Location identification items

○ ○ ○ ○ ○ ○ ○

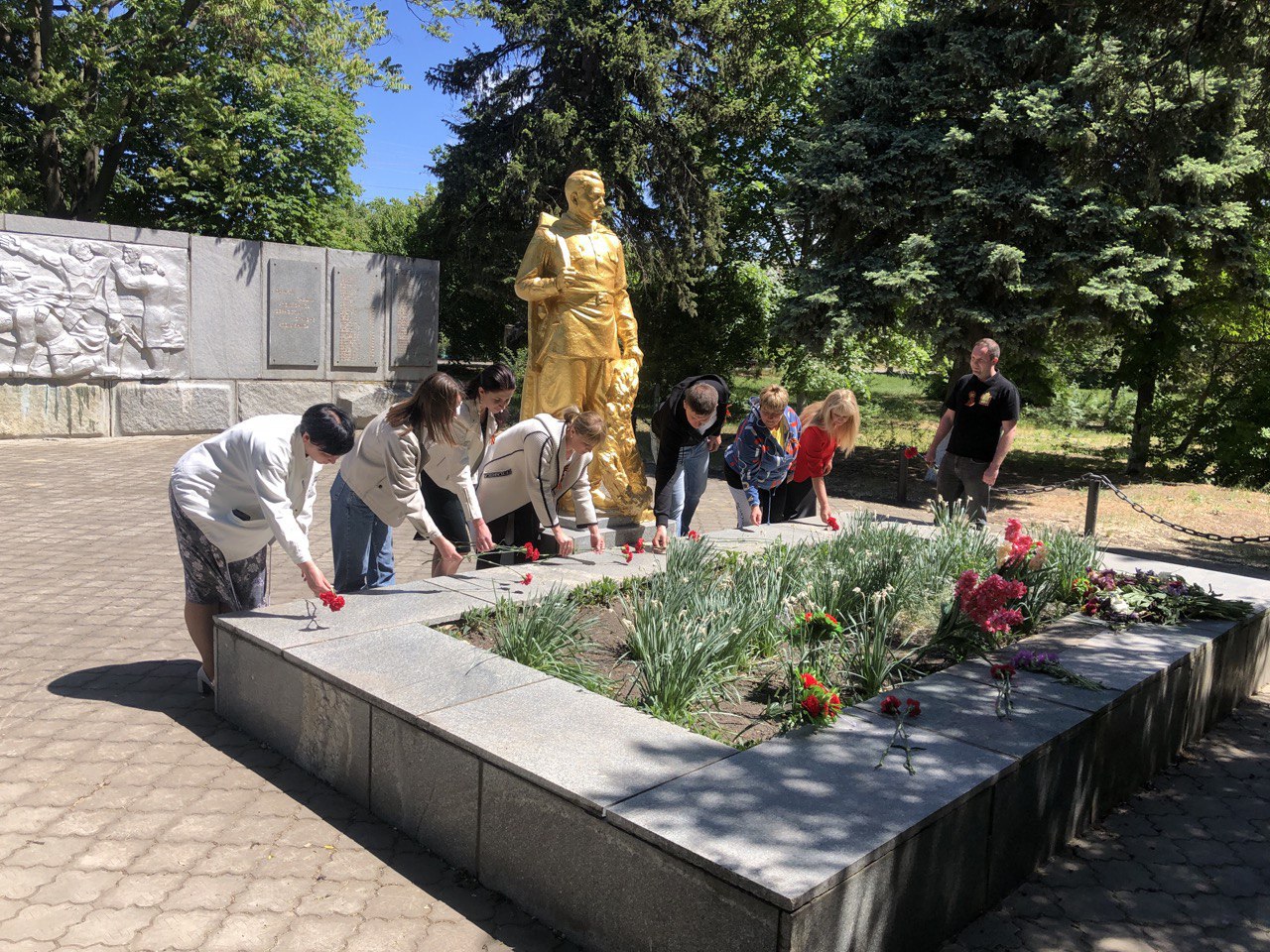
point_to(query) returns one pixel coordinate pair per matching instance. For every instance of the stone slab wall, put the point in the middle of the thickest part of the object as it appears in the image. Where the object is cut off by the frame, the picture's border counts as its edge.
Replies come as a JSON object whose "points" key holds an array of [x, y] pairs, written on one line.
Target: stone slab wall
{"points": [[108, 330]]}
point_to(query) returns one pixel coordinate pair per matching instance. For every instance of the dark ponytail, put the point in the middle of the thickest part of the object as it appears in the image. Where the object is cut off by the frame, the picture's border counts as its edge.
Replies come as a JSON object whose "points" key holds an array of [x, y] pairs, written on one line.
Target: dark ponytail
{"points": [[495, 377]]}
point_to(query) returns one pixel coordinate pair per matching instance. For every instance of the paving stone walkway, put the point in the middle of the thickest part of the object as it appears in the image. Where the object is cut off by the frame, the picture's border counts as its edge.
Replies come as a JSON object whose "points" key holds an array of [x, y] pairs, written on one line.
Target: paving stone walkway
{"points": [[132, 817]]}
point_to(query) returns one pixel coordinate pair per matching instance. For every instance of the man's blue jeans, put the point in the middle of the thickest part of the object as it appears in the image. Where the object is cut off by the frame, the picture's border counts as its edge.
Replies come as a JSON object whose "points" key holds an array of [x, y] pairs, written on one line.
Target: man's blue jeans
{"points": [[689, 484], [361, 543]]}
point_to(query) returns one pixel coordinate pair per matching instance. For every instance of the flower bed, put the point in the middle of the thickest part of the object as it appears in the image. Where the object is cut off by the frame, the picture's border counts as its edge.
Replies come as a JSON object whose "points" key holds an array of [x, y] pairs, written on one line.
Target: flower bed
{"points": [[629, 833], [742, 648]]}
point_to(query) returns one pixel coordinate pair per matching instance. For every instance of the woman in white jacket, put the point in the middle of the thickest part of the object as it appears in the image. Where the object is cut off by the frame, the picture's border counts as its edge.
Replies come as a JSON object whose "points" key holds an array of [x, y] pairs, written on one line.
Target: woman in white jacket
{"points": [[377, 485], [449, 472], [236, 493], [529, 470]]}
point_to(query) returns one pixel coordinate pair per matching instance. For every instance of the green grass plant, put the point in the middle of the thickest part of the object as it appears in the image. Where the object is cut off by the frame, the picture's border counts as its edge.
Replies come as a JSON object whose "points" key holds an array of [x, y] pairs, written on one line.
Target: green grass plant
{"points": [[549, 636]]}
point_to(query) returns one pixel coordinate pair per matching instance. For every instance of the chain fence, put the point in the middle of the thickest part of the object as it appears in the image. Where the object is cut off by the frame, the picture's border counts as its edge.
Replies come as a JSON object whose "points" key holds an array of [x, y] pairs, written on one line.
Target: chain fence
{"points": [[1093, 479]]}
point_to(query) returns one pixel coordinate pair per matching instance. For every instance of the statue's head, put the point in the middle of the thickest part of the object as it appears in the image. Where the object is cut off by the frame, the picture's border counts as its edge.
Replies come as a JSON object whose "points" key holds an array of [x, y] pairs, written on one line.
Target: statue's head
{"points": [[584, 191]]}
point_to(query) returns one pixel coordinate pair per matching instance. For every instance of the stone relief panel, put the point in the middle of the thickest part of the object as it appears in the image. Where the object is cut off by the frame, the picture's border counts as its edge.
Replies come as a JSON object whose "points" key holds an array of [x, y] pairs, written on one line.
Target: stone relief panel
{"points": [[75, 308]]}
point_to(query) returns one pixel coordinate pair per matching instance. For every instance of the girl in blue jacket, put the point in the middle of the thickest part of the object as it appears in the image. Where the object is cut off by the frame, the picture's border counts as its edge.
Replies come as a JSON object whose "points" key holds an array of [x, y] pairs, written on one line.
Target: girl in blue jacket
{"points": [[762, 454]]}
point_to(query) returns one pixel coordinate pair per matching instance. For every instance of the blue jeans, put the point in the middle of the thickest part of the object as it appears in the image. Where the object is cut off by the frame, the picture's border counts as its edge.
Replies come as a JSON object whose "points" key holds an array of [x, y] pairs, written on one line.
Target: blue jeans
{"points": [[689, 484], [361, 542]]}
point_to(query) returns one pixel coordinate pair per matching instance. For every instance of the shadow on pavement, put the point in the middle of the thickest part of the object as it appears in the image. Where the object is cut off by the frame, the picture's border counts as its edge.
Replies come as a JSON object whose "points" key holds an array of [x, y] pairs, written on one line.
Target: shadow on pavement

○ ○ ○ ○ ○ ○ ○

Exclude the pictures and repeat every other part of the records word for word.

(REPLY TO THE EXERCISE):
point_to(query) returns one pixel coordinate pair per matching instance. For every instance of the stone slab wall, put the point in the middle of the thickest part of the object as it appears in the image. Where the object is cut off by the frame, the picture's border counts as its edge.
Replies come as a JSON object whose "points" key holds an array of [x, y] pairs, written on one line.
Target: stone slab wall
{"points": [[108, 330]]}
point_to(query) returns one pixel coordinate pair per matching instance. For every instance of the dark ponytail, put the point in the middle of the thickest part of the object as it appears in the image. Where the object is cut off by the frame, the picture's border counts as its edge.
Replies come as a JSON object whose "points" key holds an array of [x, y] pairs, written on one line.
Target: dark ponytail
{"points": [[495, 377]]}
point_to(query) returns one pixel coordinate pair per matching instance. For every instance of the paving stone walkway, put the point in the middle of the thickest part of the object as it appears in the image. Where the object is cut off by the frame, the picture's border counts as its edge.
Replies come as a JSON object whose "points" key holds an array of [x, y] pairs, written on one line.
Target: paving stone walkway
{"points": [[132, 817]]}
point_to(query) returns one pixel coordinate pair per matching instance. For every instance of the man's blue jeans, put the point in the middle of the thickest part of the object as it appears in the image. Where the object is cut off by the frame, the picture's border counts as its edge.
Replies come as a JSON object whose "points" key holds an array of [x, y] pairs, written on one line.
Target: man's blue jeans
{"points": [[689, 484], [361, 543]]}
point_to(query) returns one pixel coordinate pair per matching instance. For every instance of the flower bed, put the point in the middle of the thickest part of the object as it appears in the image. Where the object is cut off by the frame, the picture's border counts as its edge.
Replies come as a JSON object whose "points" key holds an array of [x, y] pairs, written on one line.
Target: flower bed
{"points": [[629, 833], [742, 648]]}
point_to(query) returns one pixel coordinate pair per matching instance. For every instance of the woman in white jacket, put the point in the middle of the thickest part of the object as it appears in the image. Where the object is cut off by the frame, the picture's border counts as its edge.
Replies come as a JSON object whose "points" key holds an array of [x, y] pairs, written on one line.
Target: woman in white jacket
{"points": [[377, 485], [449, 472], [236, 493], [529, 470]]}
point_to(query) returns one pixel coordinate pair per matching instance. For every instance of the green grass plant, put the point in the middle of the thickest part of the object as it appears in the image. Where the object is cut off by the frame, the picture's border counts as its edge.
Replies come as a JSON object whose "points" key holds an array of [x, y] pairs, written on one line.
Target: green grass plant
{"points": [[549, 636]]}
point_to(query) returns one pixel coordinate pair per matching instance. For every instance of the chain fence, put the point in the middle of the thickest part of the object as it appears in the image. Where the object is cut off by the frame, the picture's border counts as its edge.
Replies come as a JSON object whose "points" key holds an array of [x, y] pairs, written on one line.
Target: chain fence
{"points": [[1093, 479]]}
point_to(query) returns one pixel coordinate pair per matching instance. For every instance of the statue's head, put the point in the middle of the thickest part of the object as it appears in the image. Where the object is cut off by the frame, the picture's border counts as its edge.
Replies come as a JSON object whose "points" key holds an array of [x, y] pairs, written on one line.
Target: statue's head
{"points": [[584, 191]]}
point_to(query) returns one pixel coordinate pair per matching instance. For every instance of the stone relief panel, put the point in the middle of the thickest part of the object as it appears in the image. Where the object is cut off by the frame, the picture's border counts as its edge.
Replies come as a JSON object whose "points" key holds an array of [x, y] pairs, written on one line.
Target: stone relief panel
{"points": [[75, 308]]}
point_to(query) returns one pixel coordinate pair per matching instance. For every instance of the girl in blue jacket, put the point in the middle of the thickest part of the object as it appears in the image. Where the object is cut off by the frame, the picture's border counts as its edge.
Replies come as a JSON object whose "points" key holds an array of [x, y] pairs, written on one line.
Target: girl in blue jacket
{"points": [[762, 454]]}
point_to(query) returns one pixel coordinate pair per matching instance. For every instance of the blue jeans, put the point in the middle of the thickest part of the object as it appears in the image. Where the object is cut off by the frame, the picture's border counts as its edge.
Replies come as a JSON object whose "points" key holds an array of [x, y] pairs, written on one line.
Target: blue jeans
{"points": [[689, 484], [361, 542]]}
point_to(query) returns one pixel coordinate pair per matching instance. For every instance of the shadow on pavement, put the point in the middle of the thickest part of the object as it appears in the image. Where the object is cut off by the frame, the picture's border counts as its edge.
Replies come as a JSON object whose "points" key holds an array of [x, y] pairs, written on one line.
Target: shadow on pavement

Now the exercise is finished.